CANDAR Keynote A
- Chair: Michihiro Koibuchi (NII)
- Speaker: Takekazu Tabata (Fujitsu Ltd.)
- Title: A64FX: Designed for HPC and AI applications
- Abstract: Fujitsu developed the A64FX processor that is optimized for HPC (High Performance Computing) and the AI(Artificial Intelligence). A64FX is used in Fugaku supercomputer which is a massively parallel supercomputer and a successor to K-computer. A64FX is based on Fujitsu microarchitecture, as used in our SPARC64 and mainframe processor development. It provides the world's top-class computing performance and memory bandwidth. To achieve high performance in a wide range of actual applications, we collaboratively work with RIKEN (co-design). For ISA (Instruction Set Architecture), Fujitsu chose to adopt the Armv8-A with SVE (Scalable Vector Extension) to best position the Fugaku to utilize and contribute to a broader user base. Fujitsu has collaborated with Arm as a lead partner and contributed to the development of SVE of the HPC and AI extension for the Armv8-A. A64FX is the first implementation of SVE in the world. And it also provides Fujitsu's proprietary extensions adopted in K-computer such as hardware barrier, sector cache and hardware prefetch. In this keynote, I would explain the processor features from the standpoint of microarchitecture and ISA.
CANDAR Keynote B
- Chair: Koji Nakano (Hiroshima University)
- Speaker: Yuji Shinano(ZIB)
- Title: Building optimal solutions to prize-collecting Steiner tree problems on supercomputers
- Abstract：SCIP-Jack is a customized, branch-and-cut based solver for Steiner tree and related problems. ug[SCIP-Jack, MPI] extends SCIP-Jack to a massively parallel solver by using the Ubiquity Generator (UG) framework. ug[SCIP-Jack, MPI] was the only solver that could run on a distributed environment at the (latest) 11th DIMACS Challenge in 2014. Furthermore, it could solve three well-known open instances and updated 14 best known solutions to well-known instances from the benchmark libary SteinLib. After the DIMACS Challenge, SCIP-Jack has been considerably improved. However, the improvements were not reflected on ug[SCIP-Jack, MPI]. An updated version of ug[SCIP-Jack, MPI] enabled us to use branching on constrains and a customized racing ramp-up, among others. The new features brought us the capability to use up to 43,000 cores to solve two more open instances from the SteinLib. SCIP-Jack solves not only the classic Steiner tree problem, but also a number of related problems. In this presentation, we show for the first time results of using ug[SCIP-Jack, MPI] on a problem class other than the classic Steiner tree problem, namely for prize-collecting Steiner trees. The prize-collecting Steiner tree problem is a well-known generalization of the Steiner tree problem and entails many real-world applications.

=== Extracted entries ===

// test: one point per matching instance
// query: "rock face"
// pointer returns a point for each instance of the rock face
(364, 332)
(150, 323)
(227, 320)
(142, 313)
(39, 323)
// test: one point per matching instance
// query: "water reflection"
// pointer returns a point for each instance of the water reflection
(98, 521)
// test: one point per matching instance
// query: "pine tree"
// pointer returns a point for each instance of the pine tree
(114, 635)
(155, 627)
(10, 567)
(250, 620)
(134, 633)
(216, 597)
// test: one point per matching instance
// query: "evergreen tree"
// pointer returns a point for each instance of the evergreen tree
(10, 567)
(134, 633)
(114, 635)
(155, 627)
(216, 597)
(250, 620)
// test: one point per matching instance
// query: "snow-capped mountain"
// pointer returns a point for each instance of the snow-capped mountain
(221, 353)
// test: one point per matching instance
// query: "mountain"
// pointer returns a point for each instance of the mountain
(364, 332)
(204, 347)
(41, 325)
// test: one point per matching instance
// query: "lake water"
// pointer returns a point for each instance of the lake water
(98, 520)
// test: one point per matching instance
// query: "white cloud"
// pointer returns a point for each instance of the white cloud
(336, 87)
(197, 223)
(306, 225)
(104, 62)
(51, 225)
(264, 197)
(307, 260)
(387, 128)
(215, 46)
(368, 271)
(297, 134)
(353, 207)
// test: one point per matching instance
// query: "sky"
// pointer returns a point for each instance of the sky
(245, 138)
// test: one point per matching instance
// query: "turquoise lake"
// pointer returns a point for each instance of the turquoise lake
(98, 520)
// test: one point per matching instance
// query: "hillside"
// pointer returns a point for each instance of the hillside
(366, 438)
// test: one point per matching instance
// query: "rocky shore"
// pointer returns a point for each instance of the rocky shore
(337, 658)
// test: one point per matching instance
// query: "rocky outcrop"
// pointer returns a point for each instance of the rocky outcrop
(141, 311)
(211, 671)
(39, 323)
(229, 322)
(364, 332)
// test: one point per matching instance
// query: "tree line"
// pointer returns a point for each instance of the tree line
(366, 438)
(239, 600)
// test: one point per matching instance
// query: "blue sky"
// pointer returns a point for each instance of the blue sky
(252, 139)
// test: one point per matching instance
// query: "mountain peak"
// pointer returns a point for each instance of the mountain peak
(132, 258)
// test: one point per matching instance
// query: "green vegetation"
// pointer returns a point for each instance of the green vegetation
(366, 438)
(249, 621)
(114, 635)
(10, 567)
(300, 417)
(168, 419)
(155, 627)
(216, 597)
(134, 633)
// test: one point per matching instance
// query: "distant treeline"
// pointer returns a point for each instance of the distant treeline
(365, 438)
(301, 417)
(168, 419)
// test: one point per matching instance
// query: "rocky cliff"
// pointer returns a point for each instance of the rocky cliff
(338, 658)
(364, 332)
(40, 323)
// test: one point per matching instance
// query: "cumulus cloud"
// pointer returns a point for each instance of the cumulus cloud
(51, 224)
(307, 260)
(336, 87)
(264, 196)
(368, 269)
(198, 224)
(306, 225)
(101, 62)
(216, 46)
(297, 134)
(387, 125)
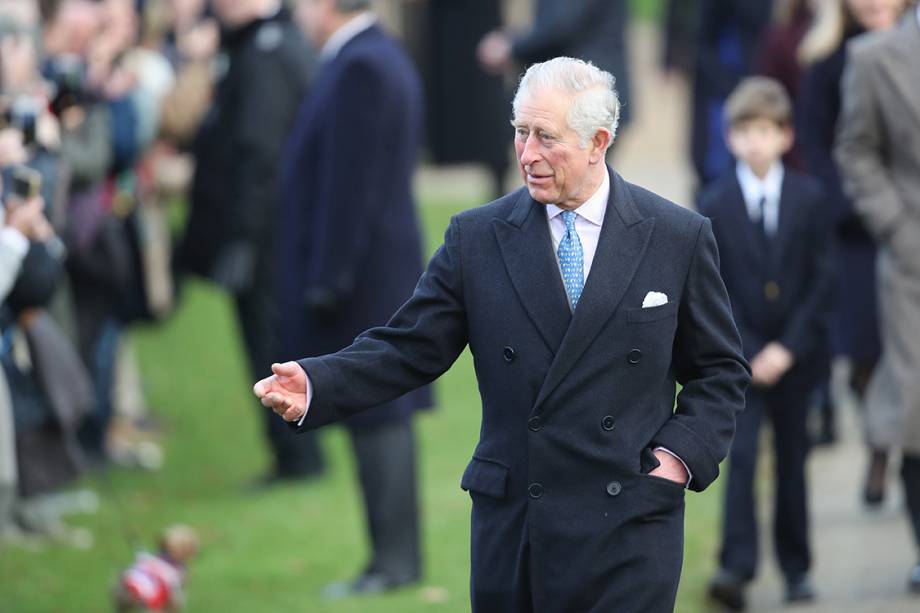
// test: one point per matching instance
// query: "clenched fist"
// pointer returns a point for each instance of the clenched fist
(285, 392)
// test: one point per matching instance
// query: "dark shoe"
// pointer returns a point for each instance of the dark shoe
(727, 589)
(365, 585)
(799, 591)
(874, 491)
(913, 582)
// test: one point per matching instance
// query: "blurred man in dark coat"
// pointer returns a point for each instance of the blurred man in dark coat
(458, 87)
(729, 37)
(591, 30)
(350, 253)
(265, 66)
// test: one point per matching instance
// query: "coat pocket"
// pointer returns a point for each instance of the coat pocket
(641, 316)
(485, 477)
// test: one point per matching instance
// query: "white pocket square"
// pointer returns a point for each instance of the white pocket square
(654, 299)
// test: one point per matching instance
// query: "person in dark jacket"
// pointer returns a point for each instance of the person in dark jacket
(457, 86)
(856, 327)
(350, 251)
(234, 193)
(584, 301)
(775, 259)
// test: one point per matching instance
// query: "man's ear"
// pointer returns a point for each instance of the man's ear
(600, 143)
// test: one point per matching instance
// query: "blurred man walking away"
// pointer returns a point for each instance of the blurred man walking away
(265, 66)
(350, 251)
(878, 149)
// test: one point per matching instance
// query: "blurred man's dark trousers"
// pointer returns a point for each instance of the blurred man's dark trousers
(787, 410)
(295, 455)
(910, 474)
(386, 468)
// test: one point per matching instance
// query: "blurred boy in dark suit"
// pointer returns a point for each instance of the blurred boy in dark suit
(773, 238)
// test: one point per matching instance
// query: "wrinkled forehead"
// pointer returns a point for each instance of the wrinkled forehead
(542, 105)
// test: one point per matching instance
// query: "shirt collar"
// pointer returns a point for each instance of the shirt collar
(594, 208)
(349, 30)
(754, 188)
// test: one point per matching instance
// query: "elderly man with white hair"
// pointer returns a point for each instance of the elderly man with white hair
(584, 300)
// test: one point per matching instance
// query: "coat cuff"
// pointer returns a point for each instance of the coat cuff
(321, 386)
(682, 443)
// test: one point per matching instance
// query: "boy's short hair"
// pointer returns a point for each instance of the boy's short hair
(759, 98)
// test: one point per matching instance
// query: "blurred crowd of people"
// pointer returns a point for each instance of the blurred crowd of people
(97, 100)
(112, 109)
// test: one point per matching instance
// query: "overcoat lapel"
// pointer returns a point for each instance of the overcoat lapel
(527, 250)
(622, 244)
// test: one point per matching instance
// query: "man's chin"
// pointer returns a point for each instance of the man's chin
(541, 195)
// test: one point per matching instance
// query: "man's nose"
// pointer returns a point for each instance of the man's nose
(531, 151)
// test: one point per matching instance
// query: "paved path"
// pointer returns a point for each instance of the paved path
(861, 557)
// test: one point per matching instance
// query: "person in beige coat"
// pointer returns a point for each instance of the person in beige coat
(878, 149)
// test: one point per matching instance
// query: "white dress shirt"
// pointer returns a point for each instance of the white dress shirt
(754, 189)
(345, 33)
(589, 218)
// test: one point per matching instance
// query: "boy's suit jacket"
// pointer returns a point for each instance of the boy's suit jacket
(783, 293)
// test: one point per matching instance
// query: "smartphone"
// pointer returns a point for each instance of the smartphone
(26, 183)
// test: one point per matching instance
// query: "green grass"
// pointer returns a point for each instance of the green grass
(275, 551)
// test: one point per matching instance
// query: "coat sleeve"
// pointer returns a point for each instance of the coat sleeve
(860, 147)
(419, 343)
(709, 365)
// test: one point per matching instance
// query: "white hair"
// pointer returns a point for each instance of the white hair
(595, 103)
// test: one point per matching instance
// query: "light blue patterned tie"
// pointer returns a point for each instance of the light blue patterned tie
(571, 259)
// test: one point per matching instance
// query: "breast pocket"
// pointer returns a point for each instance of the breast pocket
(651, 314)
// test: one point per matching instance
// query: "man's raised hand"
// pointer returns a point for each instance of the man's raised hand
(285, 392)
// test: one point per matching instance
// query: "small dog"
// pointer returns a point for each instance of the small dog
(155, 582)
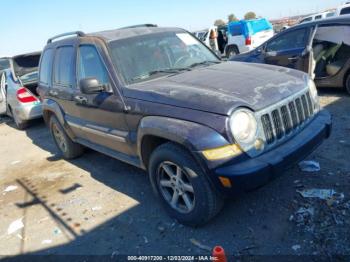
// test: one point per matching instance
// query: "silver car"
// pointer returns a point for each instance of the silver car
(18, 96)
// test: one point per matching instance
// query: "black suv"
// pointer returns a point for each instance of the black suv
(159, 99)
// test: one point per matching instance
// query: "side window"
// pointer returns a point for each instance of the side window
(64, 68)
(236, 30)
(292, 40)
(91, 65)
(46, 67)
(345, 11)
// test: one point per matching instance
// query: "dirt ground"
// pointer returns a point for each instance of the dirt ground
(97, 205)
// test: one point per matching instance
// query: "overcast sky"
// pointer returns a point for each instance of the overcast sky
(25, 25)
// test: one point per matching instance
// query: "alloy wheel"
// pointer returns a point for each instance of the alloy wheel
(176, 187)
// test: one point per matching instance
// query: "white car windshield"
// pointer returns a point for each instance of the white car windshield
(144, 57)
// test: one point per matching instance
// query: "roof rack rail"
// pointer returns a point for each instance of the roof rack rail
(78, 33)
(141, 25)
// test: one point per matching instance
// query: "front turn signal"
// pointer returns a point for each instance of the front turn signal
(222, 152)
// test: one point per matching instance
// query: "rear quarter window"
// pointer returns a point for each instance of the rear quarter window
(64, 66)
(345, 11)
(45, 71)
(4, 64)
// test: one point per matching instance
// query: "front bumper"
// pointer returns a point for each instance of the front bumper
(255, 172)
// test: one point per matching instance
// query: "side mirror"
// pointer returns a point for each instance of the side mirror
(271, 54)
(90, 86)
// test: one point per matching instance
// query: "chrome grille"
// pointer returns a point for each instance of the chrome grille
(286, 117)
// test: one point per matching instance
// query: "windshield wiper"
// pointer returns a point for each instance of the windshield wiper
(204, 63)
(166, 71)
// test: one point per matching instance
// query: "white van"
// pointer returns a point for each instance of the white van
(318, 16)
(245, 35)
(204, 35)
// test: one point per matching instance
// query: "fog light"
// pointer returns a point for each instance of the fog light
(225, 181)
(222, 152)
(259, 144)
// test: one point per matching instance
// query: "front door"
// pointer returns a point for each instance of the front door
(290, 49)
(102, 113)
(2, 93)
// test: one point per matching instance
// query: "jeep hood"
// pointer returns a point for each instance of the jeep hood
(220, 88)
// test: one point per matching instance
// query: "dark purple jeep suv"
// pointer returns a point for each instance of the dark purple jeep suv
(159, 99)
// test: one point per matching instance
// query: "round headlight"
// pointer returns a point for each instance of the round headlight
(243, 126)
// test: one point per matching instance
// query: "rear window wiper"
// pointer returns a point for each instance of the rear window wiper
(204, 63)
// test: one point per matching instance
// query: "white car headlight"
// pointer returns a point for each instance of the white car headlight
(243, 126)
(314, 94)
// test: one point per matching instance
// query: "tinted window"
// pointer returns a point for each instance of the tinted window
(345, 11)
(90, 64)
(292, 40)
(236, 30)
(4, 64)
(46, 67)
(143, 57)
(306, 20)
(64, 66)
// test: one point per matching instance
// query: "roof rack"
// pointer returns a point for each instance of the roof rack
(141, 25)
(78, 33)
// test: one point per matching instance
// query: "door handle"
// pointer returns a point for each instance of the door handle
(80, 99)
(53, 93)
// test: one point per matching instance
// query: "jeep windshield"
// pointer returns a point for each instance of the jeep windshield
(145, 57)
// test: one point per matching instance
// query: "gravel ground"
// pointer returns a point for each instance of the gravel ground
(97, 205)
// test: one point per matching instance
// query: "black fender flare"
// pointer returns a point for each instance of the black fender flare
(53, 107)
(193, 136)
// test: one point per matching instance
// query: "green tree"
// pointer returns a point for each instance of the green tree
(232, 18)
(249, 16)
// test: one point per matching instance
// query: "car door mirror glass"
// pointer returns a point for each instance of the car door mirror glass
(271, 53)
(90, 86)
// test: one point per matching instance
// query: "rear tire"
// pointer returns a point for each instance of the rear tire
(347, 84)
(66, 146)
(182, 186)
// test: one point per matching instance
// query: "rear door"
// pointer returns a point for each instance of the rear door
(64, 86)
(2, 93)
(290, 49)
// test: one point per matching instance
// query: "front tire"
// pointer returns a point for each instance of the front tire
(66, 146)
(182, 186)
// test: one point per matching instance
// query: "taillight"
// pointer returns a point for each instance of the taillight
(24, 96)
(248, 41)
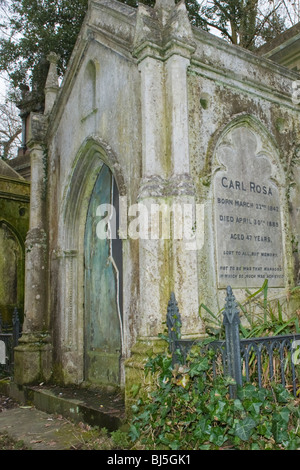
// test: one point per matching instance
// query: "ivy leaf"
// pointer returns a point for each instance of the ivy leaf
(244, 428)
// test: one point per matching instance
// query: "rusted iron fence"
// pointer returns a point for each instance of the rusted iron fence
(258, 360)
(9, 338)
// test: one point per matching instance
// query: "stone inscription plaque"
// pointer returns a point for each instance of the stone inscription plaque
(247, 215)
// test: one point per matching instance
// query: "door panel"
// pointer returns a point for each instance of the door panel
(102, 289)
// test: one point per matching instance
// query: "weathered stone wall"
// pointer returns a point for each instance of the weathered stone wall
(158, 102)
(229, 88)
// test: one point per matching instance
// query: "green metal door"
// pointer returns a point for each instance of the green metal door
(103, 287)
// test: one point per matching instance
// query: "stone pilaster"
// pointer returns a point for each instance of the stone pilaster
(163, 47)
(33, 354)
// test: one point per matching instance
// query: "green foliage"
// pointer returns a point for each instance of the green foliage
(244, 22)
(260, 316)
(33, 28)
(37, 28)
(189, 411)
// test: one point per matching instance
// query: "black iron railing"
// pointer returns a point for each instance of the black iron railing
(9, 338)
(259, 360)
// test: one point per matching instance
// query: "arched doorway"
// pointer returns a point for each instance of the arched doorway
(103, 283)
(11, 273)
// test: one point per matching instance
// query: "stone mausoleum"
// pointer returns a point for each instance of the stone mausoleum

=== Stated exercise ===
Answer these questions using the keynote listings:
(a) According to the Keynote A abstract, with which organization does Fujitsu work in co-design?
(b) Who chairs Keynote B?
(c) Up to how many cores did the new features of the updated ug[SCIP-Jack, MPI] make it possible to use?

=== Result of the exercise ===
(a) RIKEN
(b) Koji Nakano (Hiroshima University)
(c) Up to 43,000 cores